>> Begin
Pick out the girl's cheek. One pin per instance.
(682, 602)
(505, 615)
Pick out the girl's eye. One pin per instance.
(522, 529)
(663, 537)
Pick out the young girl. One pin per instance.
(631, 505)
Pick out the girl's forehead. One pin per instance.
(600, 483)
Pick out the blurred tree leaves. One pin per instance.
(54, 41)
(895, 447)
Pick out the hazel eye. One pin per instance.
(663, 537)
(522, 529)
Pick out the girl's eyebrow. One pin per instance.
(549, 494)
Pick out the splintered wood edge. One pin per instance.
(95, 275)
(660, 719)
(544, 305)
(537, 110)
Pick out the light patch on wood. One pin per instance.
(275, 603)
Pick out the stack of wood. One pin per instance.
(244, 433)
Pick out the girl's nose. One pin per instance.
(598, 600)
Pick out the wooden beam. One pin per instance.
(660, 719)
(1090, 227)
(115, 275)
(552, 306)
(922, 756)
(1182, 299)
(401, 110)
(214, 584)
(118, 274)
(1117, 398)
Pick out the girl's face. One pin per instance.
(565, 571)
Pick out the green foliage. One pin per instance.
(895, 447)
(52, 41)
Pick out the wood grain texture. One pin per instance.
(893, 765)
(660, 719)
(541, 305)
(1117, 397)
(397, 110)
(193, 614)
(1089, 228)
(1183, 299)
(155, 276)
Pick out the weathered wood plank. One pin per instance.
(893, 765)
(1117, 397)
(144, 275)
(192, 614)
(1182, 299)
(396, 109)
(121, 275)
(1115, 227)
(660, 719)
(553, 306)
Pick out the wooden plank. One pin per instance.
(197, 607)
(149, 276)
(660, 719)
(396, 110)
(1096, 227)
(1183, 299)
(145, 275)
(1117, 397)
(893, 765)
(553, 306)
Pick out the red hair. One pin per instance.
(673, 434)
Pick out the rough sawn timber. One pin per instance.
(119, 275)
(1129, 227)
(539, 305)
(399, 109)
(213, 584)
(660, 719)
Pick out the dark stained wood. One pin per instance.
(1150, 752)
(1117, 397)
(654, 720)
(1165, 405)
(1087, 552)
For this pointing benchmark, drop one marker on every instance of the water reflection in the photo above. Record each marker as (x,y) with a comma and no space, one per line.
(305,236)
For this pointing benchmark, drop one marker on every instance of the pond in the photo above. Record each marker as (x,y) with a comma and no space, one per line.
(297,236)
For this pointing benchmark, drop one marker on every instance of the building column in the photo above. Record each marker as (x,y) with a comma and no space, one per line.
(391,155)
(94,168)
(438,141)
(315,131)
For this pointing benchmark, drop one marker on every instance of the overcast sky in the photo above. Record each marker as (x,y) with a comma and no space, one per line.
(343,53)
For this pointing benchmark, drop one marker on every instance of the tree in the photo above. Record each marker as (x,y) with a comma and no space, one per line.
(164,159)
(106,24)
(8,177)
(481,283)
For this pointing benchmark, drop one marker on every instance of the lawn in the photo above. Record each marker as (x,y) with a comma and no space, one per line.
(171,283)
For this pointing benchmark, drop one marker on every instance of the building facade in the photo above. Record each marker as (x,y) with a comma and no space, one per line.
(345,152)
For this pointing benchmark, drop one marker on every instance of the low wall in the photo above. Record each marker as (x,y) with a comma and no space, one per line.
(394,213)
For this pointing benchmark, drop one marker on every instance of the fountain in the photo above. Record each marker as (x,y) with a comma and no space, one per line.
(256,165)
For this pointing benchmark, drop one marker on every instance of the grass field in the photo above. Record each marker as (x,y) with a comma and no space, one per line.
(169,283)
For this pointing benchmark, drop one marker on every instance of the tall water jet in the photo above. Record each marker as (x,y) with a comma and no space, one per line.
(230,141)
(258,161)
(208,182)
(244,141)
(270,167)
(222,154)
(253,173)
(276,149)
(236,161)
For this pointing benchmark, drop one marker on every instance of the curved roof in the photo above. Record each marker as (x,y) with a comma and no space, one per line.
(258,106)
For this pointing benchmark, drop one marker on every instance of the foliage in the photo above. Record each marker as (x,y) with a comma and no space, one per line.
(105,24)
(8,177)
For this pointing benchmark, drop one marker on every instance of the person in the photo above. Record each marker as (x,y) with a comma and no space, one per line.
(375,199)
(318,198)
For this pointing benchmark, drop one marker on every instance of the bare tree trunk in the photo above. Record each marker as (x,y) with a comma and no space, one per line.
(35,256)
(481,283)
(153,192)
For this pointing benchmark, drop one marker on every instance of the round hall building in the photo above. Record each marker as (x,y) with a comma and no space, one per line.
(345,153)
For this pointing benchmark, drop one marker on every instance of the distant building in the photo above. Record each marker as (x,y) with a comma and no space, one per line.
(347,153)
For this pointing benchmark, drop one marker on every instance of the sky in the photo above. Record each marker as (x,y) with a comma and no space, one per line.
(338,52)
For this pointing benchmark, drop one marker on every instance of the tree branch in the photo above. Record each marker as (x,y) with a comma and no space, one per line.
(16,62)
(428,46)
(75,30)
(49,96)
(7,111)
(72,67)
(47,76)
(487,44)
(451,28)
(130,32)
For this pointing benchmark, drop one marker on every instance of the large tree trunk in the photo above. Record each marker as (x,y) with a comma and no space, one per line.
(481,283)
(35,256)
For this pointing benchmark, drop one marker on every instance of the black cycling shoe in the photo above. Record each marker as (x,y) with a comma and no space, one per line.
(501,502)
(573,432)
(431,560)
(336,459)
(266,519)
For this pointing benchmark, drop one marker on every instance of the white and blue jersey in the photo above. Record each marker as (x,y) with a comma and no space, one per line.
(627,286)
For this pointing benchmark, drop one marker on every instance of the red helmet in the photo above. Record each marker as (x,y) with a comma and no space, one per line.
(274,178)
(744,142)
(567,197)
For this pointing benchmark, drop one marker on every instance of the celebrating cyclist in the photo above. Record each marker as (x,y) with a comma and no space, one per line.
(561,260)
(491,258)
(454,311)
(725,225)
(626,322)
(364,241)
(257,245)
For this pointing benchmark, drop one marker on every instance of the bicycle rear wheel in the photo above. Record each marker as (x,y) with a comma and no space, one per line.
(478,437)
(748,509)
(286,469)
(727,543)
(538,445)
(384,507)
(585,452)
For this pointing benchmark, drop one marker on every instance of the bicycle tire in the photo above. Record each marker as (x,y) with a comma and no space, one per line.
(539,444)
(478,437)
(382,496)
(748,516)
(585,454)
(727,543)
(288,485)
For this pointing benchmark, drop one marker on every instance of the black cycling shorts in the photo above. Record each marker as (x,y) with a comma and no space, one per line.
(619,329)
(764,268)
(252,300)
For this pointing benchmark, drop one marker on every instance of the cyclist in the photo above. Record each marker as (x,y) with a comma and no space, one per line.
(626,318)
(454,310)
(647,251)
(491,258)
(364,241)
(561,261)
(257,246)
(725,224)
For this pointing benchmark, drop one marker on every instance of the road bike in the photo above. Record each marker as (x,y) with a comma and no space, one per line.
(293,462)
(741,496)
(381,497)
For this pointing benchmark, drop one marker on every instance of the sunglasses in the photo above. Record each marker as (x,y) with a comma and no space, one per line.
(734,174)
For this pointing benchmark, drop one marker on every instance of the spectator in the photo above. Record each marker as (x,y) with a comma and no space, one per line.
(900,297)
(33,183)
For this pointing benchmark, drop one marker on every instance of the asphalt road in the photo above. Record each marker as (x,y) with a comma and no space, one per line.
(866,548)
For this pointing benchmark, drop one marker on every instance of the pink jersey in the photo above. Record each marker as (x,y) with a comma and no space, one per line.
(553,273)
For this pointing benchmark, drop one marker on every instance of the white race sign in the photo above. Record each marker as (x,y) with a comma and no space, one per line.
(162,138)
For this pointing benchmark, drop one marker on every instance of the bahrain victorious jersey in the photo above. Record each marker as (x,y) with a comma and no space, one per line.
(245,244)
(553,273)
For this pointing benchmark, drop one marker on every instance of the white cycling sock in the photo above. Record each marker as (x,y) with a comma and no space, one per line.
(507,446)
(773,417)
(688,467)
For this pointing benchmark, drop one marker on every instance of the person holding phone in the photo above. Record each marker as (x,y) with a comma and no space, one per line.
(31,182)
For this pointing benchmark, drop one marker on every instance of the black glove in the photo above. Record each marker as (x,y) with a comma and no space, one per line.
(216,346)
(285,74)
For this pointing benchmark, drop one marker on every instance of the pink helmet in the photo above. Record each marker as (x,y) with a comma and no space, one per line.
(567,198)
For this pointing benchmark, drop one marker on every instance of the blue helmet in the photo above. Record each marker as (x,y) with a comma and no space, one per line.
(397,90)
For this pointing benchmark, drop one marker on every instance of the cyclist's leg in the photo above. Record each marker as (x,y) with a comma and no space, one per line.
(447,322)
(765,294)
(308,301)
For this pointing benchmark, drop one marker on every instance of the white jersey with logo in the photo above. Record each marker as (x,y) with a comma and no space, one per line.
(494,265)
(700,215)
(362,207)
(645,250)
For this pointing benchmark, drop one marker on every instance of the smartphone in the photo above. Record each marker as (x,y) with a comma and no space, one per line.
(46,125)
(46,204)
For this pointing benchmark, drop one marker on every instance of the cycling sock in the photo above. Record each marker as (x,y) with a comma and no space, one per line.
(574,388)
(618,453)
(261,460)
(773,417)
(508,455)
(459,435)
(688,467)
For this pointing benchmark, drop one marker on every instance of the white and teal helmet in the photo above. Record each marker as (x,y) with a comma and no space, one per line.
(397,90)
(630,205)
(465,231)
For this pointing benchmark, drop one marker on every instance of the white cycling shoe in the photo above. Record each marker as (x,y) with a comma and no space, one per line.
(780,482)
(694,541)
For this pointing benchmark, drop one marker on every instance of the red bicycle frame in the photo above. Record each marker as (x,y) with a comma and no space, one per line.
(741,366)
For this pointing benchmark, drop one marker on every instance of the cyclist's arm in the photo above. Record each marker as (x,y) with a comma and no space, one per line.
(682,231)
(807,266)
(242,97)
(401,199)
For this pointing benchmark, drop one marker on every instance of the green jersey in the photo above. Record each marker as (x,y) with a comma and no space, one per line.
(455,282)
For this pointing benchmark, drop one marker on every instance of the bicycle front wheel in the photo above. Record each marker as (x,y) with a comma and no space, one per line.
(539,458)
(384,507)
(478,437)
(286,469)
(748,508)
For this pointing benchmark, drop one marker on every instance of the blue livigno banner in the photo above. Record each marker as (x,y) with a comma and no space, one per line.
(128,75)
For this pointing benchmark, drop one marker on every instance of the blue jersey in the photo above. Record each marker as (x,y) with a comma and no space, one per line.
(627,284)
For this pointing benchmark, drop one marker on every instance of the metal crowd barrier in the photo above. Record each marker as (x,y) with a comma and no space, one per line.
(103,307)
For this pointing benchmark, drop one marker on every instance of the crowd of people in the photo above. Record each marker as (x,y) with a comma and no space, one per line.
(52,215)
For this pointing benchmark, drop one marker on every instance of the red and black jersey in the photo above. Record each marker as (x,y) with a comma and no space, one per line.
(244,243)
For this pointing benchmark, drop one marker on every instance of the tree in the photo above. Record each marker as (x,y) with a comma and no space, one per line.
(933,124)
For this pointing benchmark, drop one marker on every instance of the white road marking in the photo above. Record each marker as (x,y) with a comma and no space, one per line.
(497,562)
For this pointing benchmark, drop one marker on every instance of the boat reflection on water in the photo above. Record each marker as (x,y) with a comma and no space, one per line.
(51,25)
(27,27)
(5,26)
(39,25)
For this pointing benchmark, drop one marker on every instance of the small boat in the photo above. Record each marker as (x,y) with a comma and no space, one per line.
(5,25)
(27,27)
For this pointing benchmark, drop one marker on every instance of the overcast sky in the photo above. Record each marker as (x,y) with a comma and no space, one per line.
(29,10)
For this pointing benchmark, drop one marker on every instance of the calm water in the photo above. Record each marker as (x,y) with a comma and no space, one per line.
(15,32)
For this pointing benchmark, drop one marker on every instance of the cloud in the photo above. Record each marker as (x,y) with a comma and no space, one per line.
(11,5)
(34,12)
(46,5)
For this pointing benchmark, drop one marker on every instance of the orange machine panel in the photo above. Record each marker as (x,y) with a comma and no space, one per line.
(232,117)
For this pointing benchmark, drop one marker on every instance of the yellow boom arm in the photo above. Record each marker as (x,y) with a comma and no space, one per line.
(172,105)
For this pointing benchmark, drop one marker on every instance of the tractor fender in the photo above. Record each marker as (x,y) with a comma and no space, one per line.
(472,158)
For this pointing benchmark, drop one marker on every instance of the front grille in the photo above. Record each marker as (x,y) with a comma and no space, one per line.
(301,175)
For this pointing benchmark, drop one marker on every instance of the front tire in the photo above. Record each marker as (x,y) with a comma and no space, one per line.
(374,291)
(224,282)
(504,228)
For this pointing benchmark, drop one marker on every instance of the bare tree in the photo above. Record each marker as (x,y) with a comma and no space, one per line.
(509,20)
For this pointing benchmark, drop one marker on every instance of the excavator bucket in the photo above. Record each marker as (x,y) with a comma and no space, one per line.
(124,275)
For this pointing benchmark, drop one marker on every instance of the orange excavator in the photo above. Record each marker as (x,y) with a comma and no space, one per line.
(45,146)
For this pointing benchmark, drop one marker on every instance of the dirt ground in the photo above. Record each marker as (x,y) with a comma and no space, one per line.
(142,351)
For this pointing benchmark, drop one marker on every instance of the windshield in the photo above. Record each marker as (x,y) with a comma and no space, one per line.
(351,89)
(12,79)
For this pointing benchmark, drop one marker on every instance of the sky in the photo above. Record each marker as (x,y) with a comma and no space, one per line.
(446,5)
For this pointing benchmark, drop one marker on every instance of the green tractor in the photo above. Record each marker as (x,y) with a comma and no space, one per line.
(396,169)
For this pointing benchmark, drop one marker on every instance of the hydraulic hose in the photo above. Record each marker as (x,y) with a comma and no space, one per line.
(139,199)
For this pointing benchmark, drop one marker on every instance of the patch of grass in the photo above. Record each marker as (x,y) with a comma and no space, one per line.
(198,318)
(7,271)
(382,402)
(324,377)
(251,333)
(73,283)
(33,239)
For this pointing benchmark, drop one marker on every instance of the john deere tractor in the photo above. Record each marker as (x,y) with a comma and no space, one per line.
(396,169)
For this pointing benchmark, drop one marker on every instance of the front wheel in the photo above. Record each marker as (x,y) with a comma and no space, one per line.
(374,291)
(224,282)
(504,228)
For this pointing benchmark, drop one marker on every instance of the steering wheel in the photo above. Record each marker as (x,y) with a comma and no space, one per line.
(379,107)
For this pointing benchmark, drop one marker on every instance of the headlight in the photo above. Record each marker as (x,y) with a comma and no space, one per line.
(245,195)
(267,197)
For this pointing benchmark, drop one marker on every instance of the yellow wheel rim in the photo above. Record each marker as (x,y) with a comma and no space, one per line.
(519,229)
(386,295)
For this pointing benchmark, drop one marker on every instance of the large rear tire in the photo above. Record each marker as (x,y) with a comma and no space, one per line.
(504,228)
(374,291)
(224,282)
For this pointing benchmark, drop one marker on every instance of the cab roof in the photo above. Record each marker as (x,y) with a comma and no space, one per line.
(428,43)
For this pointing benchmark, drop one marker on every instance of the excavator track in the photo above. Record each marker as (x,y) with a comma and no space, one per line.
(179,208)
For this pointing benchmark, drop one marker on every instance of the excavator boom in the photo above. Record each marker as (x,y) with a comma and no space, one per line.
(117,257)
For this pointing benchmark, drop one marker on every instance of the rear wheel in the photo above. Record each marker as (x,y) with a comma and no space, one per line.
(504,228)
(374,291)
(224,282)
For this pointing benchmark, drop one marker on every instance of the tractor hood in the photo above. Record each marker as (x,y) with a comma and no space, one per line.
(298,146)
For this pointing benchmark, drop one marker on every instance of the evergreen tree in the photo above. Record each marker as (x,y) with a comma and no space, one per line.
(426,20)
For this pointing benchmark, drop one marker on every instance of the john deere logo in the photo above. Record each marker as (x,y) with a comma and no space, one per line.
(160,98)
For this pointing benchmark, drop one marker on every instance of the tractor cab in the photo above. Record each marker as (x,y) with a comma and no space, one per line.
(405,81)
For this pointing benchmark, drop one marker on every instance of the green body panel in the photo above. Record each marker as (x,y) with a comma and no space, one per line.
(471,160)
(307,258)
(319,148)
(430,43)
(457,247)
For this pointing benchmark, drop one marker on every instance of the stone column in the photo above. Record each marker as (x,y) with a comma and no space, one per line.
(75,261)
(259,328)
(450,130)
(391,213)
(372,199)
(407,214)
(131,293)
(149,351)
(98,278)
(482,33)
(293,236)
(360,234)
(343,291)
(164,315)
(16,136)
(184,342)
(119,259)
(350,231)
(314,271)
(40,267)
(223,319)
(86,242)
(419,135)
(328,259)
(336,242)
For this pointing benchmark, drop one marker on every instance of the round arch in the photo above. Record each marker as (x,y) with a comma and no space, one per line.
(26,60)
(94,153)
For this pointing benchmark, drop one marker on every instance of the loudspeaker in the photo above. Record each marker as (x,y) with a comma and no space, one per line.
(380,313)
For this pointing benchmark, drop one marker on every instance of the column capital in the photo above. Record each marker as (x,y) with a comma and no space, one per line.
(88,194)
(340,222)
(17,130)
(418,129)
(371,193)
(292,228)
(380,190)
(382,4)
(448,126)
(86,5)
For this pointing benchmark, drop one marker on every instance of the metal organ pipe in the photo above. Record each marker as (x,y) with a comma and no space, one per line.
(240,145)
>> End
Recast the records in the stretch from the line containing "Pick out the weathered" through the line containing "(1087, 552)" as a two-column CSV with the headers request and answer. Give one row per request, holding its text and its answer, with each value in a quoted field and line breaks replaced by spaces.

request,answer
"Pick out the weathered wood plank. One pin per instance.","(893, 765) (1117, 397) (144, 275) (192, 614) (1182, 299) (396, 109) (121, 275) (1115, 227) (660, 719) (553, 306)"
"Pick out the wooden plank. One pin per instance.","(197, 607) (149, 276) (660, 719) (396, 110) (1096, 227) (1183, 299) (145, 275) (1117, 397) (893, 765) (553, 306)"
"Pick out the red hair. One pin per instance.","(673, 434)"
"Pick out the rough sawn timber. One pin per instance.","(119, 275) (1129, 227) (539, 305) (399, 109) (213, 584) (660, 719)"
"Pick out the dark stained wood. One pin per instance.","(1150, 752) (1117, 397) (654, 720) (1165, 405) (1087, 552)"